(Stored data entries)
○ ○ ○
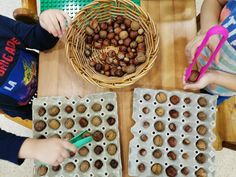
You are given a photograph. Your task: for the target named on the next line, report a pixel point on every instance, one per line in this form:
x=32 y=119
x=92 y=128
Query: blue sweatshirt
x=18 y=75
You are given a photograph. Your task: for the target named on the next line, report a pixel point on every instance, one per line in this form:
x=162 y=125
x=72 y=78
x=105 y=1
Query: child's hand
x=52 y=151
x=54 y=21
x=192 y=46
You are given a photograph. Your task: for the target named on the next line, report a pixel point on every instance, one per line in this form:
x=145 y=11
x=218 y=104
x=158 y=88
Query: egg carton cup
x=137 y=130
x=101 y=98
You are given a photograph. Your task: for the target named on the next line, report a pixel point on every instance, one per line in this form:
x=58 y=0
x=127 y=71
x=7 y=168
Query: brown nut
x=160 y=111
x=83 y=122
x=110 y=135
x=96 y=121
x=161 y=97
x=201 y=158
x=157 y=153
x=97 y=136
x=159 y=126
x=41 y=111
x=69 y=167
x=98 y=149
x=202 y=130
x=54 y=124
x=202 y=116
x=83 y=151
x=172 y=155
x=98 y=164
x=42 y=170
x=96 y=107
x=113 y=163
x=171 y=171
x=84 y=166
x=201 y=145
x=111 y=149
x=81 y=108
x=53 y=111
x=141 y=167
x=158 y=141
x=174 y=99
x=201 y=173
x=156 y=169
x=69 y=123
x=39 y=126
x=174 y=114
x=172 y=141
○ ○ ○
What to do: Select each line of the records that contains the string "Query". Matching is case-sensitive.

Correct answer:
Query: blue sweatshirt
Query: child's hand
Query: egg carton cup
Query: brown nut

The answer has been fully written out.